[TASK REQUIREMENTS] Reproduce exactly the lines below, starting at the line that contains "Could you give the outline of every instance of the vegetation" and ending with the last line of the records, both included; leave out any pictures.

[INPUT FOR THIS TASK]
◇ ◇ ◇ ◇ ◇ ◇ ◇

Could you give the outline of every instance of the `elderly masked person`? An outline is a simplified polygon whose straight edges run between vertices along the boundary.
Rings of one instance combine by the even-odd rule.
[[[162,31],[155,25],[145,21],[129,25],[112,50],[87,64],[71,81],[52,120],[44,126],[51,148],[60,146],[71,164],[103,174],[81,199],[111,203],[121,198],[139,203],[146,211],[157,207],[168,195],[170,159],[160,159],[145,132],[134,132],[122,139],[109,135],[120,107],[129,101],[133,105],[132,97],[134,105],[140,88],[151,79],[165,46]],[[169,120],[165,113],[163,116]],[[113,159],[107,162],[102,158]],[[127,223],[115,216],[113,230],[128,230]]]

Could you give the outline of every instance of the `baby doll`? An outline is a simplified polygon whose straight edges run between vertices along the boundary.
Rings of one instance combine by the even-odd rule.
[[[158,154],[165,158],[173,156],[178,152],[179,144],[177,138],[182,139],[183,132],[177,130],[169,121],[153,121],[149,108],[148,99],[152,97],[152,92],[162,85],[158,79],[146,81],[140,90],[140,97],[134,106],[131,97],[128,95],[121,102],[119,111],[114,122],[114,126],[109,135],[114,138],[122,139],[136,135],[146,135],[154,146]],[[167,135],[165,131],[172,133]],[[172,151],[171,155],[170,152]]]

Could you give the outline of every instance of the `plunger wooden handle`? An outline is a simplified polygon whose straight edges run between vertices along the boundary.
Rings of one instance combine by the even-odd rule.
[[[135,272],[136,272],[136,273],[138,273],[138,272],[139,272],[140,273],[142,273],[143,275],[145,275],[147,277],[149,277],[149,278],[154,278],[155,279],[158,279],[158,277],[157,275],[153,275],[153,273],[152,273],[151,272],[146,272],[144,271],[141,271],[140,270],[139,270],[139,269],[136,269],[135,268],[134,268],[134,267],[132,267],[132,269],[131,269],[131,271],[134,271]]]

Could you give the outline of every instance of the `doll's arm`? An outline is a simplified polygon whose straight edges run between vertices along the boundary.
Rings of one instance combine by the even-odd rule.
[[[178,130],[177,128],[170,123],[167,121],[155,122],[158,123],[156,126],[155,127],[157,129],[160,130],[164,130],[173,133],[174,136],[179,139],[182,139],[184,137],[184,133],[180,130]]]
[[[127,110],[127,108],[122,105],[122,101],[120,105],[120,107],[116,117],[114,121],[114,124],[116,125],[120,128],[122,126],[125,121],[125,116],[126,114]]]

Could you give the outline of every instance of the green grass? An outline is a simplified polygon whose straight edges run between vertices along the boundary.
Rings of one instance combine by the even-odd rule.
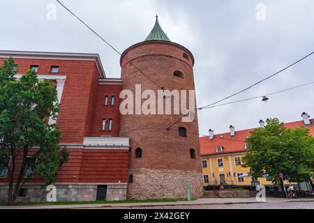
[[[195,200],[195,199],[192,199]],[[17,206],[42,206],[42,205],[71,205],[71,204],[101,204],[101,203],[150,203],[150,202],[175,202],[179,201],[186,201],[186,199],[127,199],[124,201],[57,201],[57,202],[35,202],[22,203],[17,202]],[[0,203],[0,206],[7,206],[6,203]]]

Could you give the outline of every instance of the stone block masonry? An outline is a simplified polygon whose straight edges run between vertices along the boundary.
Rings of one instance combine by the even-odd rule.
[[[186,180],[190,182],[192,197],[203,194],[202,174],[176,169],[133,169],[128,184],[128,199],[186,198]]]

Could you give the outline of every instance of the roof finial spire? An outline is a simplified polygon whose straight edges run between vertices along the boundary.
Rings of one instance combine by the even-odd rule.
[[[153,27],[149,35],[146,38],[145,41],[149,40],[163,40],[163,41],[170,41],[167,35],[161,29],[160,26],[158,22],[158,15],[156,15],[156,22],[155,25]]]

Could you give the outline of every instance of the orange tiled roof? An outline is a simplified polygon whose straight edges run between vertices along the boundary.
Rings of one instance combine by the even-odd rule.
[[[311,121],[313,125],[306,127],[310,129],[310,133],[314,136],[314,118],[311,119]],[[301,125],[304,126],[303,121],[285,123],[285,126],[287,128],[297,128]],[[209,137],[200,137],[201,155],[245,152],[247,149],[244,148],[244,141],[254,129],[255,128],[236,131],[234,137],[230,136],[230,132],[216,134],[214,139],[211,140],[209,139]],[[221,136],[223,137],[222,139],[220,139]],[[223,146],[223,152],[216,152],[217,146]]]

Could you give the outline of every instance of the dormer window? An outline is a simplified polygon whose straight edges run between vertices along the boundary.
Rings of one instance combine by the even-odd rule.
[[[184,127],[179,128],[179,136],[186,137],[186,128],[185,128]]]
[[[223,146],[216,146],[216,151],[217,153],[220,153],[223,151]]]
[[[35,72],[38,72],[38,65],[31,65],[29,69],[33,70]]]

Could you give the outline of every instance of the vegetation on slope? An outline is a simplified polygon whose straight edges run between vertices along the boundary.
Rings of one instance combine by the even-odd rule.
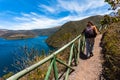
[[[60,27],[48,29],[35,29],[35,30],[0,30],[0,37],[6,39],[24,39],[40,35],[50,36],[56,32]]]
[[[88,21],[93,21],[99,27],[101,19],[103,19],[103,16],[92,16],[80,21],[67,22],[55,34],[51,35],[46,42],[52,47],[61,47],[81,34]]]
[[[104,78],[106,80],[120,80],[120,21],[111,24],[104,33],[102,48]]]

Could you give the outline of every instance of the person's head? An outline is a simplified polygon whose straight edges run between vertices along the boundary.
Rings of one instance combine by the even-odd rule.
[[[94,26],[94,24],[91,21],[88,21],[87,25]]]

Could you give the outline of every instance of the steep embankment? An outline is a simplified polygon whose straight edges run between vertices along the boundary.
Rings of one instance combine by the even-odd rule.
[[[103,16],[92,16],[80,21],[67,22],[55,34],[50,36],[46,42],[52,47],[61,47],[78,36],[86,27],[88,21],[93,21],[99,27],[102,18]]]
[[[120,80],[120,22],[110,25],[104,33],[102,48],[103,76],[106,80]]]

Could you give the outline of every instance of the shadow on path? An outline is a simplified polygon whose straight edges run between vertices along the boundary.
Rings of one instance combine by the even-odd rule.
[[[81,58],[81,59],[83,59],[83,60],[86,60],[86,59],[87,59],[87,56],[84,54],[84,52],[80,52],[79,58]]]

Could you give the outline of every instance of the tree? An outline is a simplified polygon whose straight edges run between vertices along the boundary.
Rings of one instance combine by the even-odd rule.
[[[105,0],[108,4],[111,5],[111,9],[115,10],[120,7],[120,0]]]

◇ ◇ ◇ ◇ ◇ ◇ ◇

[COMPLETE RESPONSE]
Could you give the outline of every instance of the vegetation on slope? An outline is a simplified polygon whose straight edges run between vertices along the boundary.
Rings of one instance combine by the even-odd rule.
[[[60,27],[48,29],[35,29],[35,30],[0,30],[0,37],[6,39],[24,39],[40,35],[50,36],[56,32]]]
[[[88,21],[93,21],[99,27],[101,19],[103,19],[103,16],[92,16],[80,21],[67,22],[55,34],[51,35],[46,42],[52,47],[61,47],[81,34]]]
[[[104,78],[106,80],[120,80],[120,21],[111,24],[104,33],[102,48]]]

Could you give the outline of every instance of the person's head? An outline is a simplified polygon whose straight edges run between vertices along the boundary.
Rings of one instance combine by the even-odd rule.
[[[94,26],[94,24],[91,21],[88,21],[87,25]]]

Could you give the outline of every instance of the steep embankment? An outline is a simplified polygon whose straight edges run between vertices along the boundary.
Rings of one instance combine by the even-odd rule.
[[[103,16],[92,16],[80,21],[67,22],[55,34],[50,36],[46,42],[52,47],[61,47],[78,36],[86,27],[88,21],[93,21],[99,27],[102,18]]]
[[[120,80],[120,22],[110,25],[104,33],[102,48],[103,76],[106,80]]]

Could you give the outline of every instance of the shadow on path? An outline is a simplified polygon whose straight edges run between vertices along the boundary.
Rings of one instance combine by the even-odd rule.
[[[81,58],[81,59],[83,59],[83,60],[86,60],[86,59],[87,59],[87,56],[84,54],[84,52],[80,52],[79,58]]]

Could you give the outline of every instance of the tree? An outline is a simplified polygon whose straight edges run between vertices along the boundary.
Rings of one instance combine by the even-odd rule.
[[[105,0],[108,4],[111,5],[111,9],[115,10],[120,7],[120,0]]]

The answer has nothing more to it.